Exercise objective ▸ Print every one of the following records again, line by line, with no change to any character.

Dataset excerpt:
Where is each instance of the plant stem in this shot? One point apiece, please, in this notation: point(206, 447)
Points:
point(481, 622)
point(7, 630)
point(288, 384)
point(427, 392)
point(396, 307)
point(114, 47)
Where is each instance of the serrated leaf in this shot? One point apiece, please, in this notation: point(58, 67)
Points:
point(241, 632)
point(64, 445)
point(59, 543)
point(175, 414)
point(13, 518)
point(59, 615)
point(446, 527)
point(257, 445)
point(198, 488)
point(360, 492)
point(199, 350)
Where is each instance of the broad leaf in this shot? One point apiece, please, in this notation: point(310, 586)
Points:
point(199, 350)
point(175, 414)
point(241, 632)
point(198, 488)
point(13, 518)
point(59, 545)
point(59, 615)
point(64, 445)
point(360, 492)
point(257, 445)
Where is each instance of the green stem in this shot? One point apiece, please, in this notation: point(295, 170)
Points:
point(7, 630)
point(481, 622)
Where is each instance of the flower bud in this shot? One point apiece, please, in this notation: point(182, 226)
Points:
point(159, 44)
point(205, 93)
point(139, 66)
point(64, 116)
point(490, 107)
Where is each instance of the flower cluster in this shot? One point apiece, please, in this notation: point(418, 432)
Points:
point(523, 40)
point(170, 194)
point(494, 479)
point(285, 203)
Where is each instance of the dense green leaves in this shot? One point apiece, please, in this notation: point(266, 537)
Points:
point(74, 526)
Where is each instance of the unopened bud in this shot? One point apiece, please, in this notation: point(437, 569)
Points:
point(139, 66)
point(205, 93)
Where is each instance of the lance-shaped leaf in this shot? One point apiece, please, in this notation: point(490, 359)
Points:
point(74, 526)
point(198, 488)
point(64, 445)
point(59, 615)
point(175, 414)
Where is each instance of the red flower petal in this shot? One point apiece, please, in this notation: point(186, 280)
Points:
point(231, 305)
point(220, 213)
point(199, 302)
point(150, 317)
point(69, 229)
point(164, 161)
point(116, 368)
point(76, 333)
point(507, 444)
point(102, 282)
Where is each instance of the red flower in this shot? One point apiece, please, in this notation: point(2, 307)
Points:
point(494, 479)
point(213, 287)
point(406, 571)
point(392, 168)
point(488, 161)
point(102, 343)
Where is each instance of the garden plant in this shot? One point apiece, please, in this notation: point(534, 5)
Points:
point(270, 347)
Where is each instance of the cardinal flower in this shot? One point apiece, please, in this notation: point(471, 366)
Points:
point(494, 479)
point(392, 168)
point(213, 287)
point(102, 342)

Task solution ▸
Where is each instance of the plant stem in this shot? One point apiece, please, in this notation: point(206, 447)
Points:
point(481, 622)
point(7, 630)
point(288, 384)
point(427, 392)
point(396, 307)
point(114, 47)
Where is each instance of the serrated leaf in this shot? One point apiece, please, in this notation: point(58, 67)
Points:
point(241, 632)
point(64, 445)
point(59, 543)
point(175, 414)
point(13, 518)
point(59, 615)
point(446, 527)
point(257, 445)
point(198, 488)
point(360, 492)
point(199, 350)
Where is each instance of the broad leaf in this shot? One point apiece, please, in this notation: point(310, 586)
Points:
point(199, 350)
point(175, 414)
point(241, 632)
point(198, 488)
point(13, 518)
point(59, 545)
point(59, 615)
point(64, 445)
point(360, 492)
point(257, 445)
Where is each instance of the green stem in this shot? One point apiece, please, in this notation: point(295, 170)
Points:
point(7, 630)
point(481, 622)
Where is each instance of the flower bud in this shot? One point apiece, please, in this notation: point(182, 226)
Points:
point(159, 44)
point(205, 93)
point(139, 66)
point(64, 116)
point(490, 107)
Where is each instance of the flower cluster in this shot? One point apiece, please, in this notation: point(418, 432)
Points:
point(523, 40)
point(170, 194)
point(494, 479)
point(285, 203)
Where is each instance of the dense green leaves in this shot? One point apiece, please, in this notation: point(266, 537)
Points:
point(74, 526)
Where is each instance of the unopened bud in this shot? One point apiece, please, in this notation: point(437, 569)
Points:
point(139, 66)
point(205, 93)
Where is each instance of the lance-shaped leaf in this shot? One point apiece, please, in this notation: point(490, 359)
Points:
point(74, 526)
point(198, 488)
point(64, 445)
point(59, 615)
point(175, 414)
Where is each instance of the red flower petal in this shot? One point apiece, please, in this notation: point(186, 280)
Points:
point(231, 305)
point(220, 213)
point(199, 302)
point(150, 317)
point(69, 229)
point(164, 161)
point(116, 368)
point(76, 333)
point(507, 444)
point(102, 282)
Where is each instance of the red flower in this shot? One point apiece, please, in this notation: point(2, 307)
Points:
point(494, 479)
point(213, 287)
point(406, 571)
point(392, 168)
point(488, 161)
point(102, 343)
Where is each instance of the garden plant in this shot? One point apiece, please, in this notation: point(534, 5)
Points:
point(270, 347)
Where is each instance of the cardinal flower in this shot? One point apiece, please, in this notation: point(471, 366)
Points:
point(494, 479)
point(392, 168)
point(213, 287)
point(102, 342)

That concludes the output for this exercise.